No Museu do Louvre, em Paris, uma jaqueta de organza dourada, bordada com fios de ouro e cravejada com cristais e pedras que evocam as joias da coleção do rei Luís XIV (1638-1715) brilha na Galerie d’Apollon. Trata-se da Hommage à Ma Maison, uma das mais luxuosas peças de Yves Saint Laurent, estilista que há sessenta anos iniciava uma das mais inovadoras carreiras da moda. “Participei da transformação da minha época”, disse ele, em 2002, quando se despedia do mundo fashion. “Fiz isso com roupas, que certamente são menos relevantes do que a música, a arquitetura, a pintura e várias outras artes, mas, seja como for, eu o fiz.” YSL, celebrado por suas iniciais, morreu em 2008, aos 71 anos. Seu legado vai muito além de laivo de modéstia, ao considerar a costura uma atividade menor. Não é.

::::

» **Enunciado**
Enumere as artes que Yves Saint Laurent nomeia, em sua fala citada no texto sobre o estilista, como mais relevantes do que as roupas.

» **Seção de dados**
::::

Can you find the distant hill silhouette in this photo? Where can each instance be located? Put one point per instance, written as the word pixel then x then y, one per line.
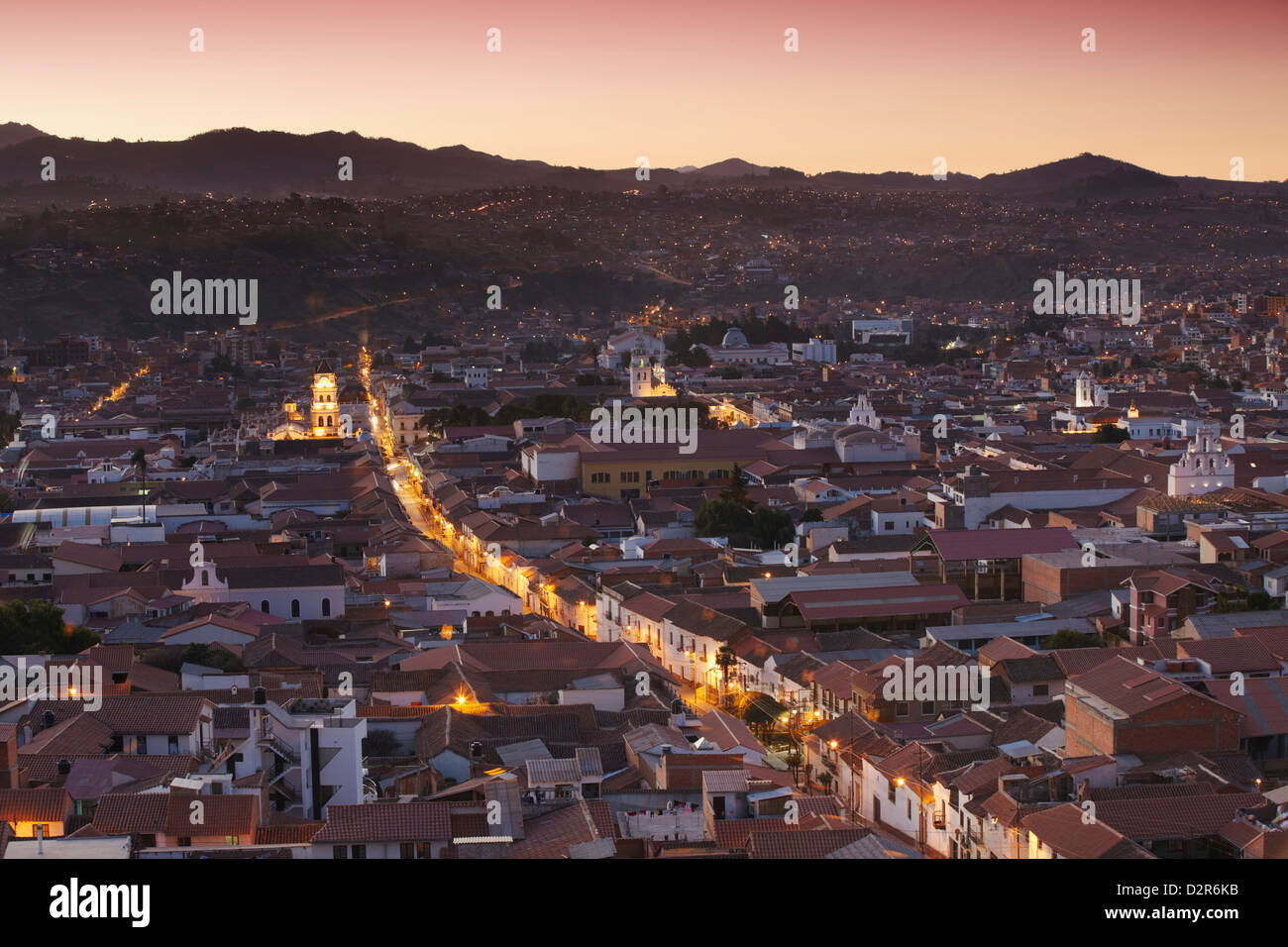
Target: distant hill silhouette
pixel 273 163
pixel 12 133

::::

» **Resposta**
A música, a arquitetura e a pintura.